Directions> Nothing but the lines from the one with "Target: asphalt pavement" to the final line should be returned, each exactly as it appears.

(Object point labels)
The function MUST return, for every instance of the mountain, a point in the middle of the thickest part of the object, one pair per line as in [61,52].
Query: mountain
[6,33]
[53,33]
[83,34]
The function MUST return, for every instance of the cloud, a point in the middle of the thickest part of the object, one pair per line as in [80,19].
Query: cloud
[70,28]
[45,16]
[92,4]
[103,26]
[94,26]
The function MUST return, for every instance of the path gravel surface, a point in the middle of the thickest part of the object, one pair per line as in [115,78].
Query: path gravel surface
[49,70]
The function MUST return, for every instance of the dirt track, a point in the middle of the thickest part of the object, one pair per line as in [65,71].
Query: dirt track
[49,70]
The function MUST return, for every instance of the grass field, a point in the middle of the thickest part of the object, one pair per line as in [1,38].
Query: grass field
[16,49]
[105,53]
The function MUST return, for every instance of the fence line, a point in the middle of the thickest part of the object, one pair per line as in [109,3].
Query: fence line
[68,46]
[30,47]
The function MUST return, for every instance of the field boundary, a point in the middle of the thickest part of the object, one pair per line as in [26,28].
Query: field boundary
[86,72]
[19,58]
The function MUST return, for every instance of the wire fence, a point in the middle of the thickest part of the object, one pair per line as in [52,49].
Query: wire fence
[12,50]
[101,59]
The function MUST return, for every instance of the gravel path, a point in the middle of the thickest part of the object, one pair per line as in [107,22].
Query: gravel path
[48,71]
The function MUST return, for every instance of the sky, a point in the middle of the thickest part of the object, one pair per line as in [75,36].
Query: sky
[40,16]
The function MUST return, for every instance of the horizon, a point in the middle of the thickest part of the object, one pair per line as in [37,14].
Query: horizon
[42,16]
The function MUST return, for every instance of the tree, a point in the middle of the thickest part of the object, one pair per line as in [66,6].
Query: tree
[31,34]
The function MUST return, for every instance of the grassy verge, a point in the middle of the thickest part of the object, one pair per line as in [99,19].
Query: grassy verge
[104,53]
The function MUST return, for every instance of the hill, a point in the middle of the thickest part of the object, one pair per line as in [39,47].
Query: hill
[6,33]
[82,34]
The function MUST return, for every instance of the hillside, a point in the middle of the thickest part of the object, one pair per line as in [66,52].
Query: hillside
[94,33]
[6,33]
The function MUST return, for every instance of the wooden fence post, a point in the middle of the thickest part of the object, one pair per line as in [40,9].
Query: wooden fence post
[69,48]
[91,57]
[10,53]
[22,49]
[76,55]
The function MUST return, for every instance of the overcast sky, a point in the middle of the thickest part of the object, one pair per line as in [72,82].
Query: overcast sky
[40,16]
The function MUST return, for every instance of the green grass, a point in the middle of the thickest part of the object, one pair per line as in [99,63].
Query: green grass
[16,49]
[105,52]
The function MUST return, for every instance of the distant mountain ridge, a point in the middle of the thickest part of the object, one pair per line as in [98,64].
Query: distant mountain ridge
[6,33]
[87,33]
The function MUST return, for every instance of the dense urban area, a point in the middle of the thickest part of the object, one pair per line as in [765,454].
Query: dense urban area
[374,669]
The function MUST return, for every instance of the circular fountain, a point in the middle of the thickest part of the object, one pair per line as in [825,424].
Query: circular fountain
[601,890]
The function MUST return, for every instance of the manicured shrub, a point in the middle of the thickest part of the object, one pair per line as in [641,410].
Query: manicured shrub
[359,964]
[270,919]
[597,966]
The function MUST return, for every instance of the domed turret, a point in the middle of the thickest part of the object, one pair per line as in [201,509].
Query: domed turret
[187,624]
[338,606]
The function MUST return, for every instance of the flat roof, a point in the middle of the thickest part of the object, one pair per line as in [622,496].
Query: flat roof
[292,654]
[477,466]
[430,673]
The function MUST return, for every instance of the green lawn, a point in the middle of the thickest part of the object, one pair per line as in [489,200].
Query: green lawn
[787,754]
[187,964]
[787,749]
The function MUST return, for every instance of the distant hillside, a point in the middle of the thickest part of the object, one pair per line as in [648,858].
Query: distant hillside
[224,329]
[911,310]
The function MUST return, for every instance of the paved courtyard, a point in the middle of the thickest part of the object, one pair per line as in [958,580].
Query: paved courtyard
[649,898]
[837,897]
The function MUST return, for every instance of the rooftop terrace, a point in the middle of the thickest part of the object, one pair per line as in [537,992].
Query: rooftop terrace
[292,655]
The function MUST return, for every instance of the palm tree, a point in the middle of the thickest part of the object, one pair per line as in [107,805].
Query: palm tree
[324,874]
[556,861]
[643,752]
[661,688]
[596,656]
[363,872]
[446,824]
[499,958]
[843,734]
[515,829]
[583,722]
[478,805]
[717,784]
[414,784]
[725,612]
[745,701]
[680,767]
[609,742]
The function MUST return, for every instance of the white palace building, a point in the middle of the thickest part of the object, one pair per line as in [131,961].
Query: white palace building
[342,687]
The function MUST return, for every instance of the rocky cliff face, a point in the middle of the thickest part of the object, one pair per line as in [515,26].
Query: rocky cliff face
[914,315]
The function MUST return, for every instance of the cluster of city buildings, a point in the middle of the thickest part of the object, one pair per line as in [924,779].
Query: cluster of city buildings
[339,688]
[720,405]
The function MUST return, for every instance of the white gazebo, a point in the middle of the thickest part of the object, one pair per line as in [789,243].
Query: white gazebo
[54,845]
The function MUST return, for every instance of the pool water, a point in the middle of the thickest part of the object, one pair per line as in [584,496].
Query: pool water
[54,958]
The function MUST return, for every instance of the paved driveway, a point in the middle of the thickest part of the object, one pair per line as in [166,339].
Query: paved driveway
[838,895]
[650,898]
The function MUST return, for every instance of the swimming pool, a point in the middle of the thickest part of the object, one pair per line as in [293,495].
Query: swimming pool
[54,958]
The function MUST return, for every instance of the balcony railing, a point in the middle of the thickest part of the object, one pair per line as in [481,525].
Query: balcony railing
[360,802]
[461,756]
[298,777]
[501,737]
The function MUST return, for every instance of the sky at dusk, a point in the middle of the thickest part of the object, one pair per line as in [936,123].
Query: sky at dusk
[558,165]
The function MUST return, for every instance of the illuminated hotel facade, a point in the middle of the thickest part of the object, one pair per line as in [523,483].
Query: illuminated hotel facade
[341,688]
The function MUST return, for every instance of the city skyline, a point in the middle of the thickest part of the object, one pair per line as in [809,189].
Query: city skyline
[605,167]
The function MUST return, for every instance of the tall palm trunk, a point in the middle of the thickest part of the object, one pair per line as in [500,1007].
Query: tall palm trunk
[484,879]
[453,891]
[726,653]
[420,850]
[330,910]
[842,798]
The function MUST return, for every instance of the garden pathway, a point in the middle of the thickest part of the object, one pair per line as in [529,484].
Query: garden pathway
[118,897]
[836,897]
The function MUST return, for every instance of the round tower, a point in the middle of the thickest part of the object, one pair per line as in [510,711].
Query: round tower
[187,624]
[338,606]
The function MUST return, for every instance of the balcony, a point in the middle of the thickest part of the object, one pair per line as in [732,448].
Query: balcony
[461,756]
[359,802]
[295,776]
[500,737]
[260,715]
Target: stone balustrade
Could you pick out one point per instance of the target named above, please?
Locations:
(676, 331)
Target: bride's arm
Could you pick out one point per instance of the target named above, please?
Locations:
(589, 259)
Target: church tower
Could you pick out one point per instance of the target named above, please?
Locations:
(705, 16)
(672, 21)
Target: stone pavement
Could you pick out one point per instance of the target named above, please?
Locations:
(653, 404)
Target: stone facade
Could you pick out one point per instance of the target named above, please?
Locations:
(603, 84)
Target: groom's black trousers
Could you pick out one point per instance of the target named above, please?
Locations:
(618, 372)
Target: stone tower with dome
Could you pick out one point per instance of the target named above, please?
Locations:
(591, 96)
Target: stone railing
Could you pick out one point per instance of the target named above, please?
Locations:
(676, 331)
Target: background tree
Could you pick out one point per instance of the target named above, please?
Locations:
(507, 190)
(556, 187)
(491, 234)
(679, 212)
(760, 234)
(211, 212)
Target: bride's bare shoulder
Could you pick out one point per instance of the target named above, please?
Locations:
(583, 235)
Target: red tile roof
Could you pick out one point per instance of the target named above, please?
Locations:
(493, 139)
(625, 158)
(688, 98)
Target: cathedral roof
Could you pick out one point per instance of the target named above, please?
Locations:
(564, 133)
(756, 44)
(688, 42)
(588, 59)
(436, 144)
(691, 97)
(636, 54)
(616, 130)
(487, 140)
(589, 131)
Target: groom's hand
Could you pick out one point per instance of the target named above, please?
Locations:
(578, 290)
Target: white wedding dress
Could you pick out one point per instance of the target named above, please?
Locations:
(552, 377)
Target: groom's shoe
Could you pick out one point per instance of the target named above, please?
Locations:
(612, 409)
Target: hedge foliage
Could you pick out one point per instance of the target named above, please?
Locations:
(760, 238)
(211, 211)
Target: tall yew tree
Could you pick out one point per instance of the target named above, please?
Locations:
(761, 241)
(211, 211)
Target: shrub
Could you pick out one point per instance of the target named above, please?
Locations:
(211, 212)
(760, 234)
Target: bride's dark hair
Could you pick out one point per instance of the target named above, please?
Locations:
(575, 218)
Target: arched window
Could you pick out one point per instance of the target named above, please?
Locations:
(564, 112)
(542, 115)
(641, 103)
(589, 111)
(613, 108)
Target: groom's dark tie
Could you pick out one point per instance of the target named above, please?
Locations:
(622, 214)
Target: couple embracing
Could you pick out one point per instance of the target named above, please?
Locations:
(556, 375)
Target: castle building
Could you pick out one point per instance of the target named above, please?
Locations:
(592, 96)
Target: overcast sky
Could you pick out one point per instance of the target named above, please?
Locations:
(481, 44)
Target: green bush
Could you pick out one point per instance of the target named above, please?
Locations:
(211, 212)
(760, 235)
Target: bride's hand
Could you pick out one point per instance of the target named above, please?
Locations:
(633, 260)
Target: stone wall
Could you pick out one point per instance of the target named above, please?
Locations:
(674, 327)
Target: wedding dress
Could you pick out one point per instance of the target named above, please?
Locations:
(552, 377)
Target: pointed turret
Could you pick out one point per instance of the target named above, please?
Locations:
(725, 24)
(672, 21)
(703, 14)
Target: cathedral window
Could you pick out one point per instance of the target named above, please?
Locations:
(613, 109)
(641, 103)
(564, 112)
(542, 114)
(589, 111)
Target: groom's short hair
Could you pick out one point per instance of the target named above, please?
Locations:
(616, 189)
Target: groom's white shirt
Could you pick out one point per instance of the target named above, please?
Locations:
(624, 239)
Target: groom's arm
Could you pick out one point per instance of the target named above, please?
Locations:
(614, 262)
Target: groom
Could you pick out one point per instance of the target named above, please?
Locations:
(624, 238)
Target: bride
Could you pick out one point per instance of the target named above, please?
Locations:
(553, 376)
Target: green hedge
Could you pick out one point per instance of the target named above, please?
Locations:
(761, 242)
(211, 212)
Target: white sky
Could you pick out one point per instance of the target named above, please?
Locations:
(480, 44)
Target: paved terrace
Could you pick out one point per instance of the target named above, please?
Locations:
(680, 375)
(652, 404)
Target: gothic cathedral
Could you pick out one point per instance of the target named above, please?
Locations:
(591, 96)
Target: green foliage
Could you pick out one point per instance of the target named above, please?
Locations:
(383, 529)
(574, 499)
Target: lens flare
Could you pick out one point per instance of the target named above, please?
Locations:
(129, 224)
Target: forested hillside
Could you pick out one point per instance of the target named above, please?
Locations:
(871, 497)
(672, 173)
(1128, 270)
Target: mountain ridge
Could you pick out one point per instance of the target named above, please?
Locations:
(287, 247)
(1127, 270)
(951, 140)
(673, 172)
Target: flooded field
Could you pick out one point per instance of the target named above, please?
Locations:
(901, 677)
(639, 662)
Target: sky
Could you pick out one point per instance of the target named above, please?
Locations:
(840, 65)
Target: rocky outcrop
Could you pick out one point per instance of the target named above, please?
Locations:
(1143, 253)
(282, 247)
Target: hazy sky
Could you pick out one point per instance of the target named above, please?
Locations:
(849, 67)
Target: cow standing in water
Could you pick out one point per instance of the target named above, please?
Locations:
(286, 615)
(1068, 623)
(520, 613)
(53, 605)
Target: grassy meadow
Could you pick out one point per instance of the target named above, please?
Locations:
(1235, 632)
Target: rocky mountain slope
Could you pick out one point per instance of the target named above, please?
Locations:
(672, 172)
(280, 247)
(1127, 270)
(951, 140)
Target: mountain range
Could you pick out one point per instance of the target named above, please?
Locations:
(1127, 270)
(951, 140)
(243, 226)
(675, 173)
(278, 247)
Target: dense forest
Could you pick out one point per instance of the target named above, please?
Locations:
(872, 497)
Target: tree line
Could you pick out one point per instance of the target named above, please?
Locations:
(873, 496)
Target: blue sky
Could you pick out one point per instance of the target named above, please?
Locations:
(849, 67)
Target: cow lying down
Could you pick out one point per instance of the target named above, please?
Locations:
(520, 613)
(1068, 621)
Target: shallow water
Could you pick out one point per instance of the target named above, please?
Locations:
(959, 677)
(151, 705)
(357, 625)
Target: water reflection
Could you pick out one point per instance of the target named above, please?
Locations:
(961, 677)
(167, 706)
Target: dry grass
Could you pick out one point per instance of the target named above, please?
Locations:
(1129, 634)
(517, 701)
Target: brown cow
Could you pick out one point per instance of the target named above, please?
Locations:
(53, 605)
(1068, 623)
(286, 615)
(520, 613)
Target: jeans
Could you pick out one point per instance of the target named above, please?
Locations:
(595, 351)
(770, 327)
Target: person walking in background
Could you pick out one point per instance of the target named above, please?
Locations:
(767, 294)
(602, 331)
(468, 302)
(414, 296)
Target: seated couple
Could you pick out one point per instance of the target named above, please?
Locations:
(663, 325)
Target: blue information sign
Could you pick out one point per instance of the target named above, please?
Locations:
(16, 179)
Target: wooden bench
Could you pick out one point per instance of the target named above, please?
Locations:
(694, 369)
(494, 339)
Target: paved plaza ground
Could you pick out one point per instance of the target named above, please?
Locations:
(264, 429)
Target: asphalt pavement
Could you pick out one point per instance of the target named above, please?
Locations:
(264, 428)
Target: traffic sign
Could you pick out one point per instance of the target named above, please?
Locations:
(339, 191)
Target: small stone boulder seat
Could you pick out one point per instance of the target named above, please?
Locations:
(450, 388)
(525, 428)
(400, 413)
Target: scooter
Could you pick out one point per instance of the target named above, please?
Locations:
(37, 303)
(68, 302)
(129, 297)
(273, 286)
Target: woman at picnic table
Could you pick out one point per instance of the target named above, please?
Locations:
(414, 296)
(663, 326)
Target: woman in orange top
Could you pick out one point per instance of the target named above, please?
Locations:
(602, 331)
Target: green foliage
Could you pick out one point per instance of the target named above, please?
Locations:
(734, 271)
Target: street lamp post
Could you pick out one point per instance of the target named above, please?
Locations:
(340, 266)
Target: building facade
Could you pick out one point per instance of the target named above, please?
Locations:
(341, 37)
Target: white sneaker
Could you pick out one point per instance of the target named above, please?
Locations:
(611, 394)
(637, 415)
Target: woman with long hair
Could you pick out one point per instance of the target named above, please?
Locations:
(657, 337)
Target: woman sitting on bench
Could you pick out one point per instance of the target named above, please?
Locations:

Solution to this problem>
Target: asphalt pavement
Could you pick out one point per instance of the target named above, please?
Locations:
(264, 428)
Target: traffic sign
Could you pick out one point per instance of the target named above, please?
Locations:
(339, 191)
Target: small stone boulder seat
Could you pick out one point per instance of the target named above, please?
Locations:
(450, 388)
(525, 428)
(400, 413)
Target: scooter
Could you pick out one point per instance of the target named above, please?
Locations:
(37, 303)
(68, 302)
(129, 297)
(273, 286)
Target: woman at picnic table
Could you pick out one point per instance of the target named above, please?
Locations:
(414, 296)
(663, 326)
Target: woman in orange top
Could you pick out one point per instance of the target named above, please?
Locations:
(602, 331)
Target: green foliage
Could you pick out one point per instance of the target named above, please?
Locations:
(734, 271)
Target: street lamp post
Could you pick out one point per instance of the target named above, please?
Locations:
(340, 266)
Target: building facade
Could you pick out one point per instance of the target named above, please?
Locations:
(341, 37)
Target: white sneaker
Could you pick out one point per instance of the target named above, please?
Locations:
(611, 394)
(637, 415)
Target: woman with long hair
Could you pick out one point per instance of the target named above, please?
Locations:
(657, 337)
Target: woman sitting on bench
Could you pick out one point per instance of the target named above, please?
Locations:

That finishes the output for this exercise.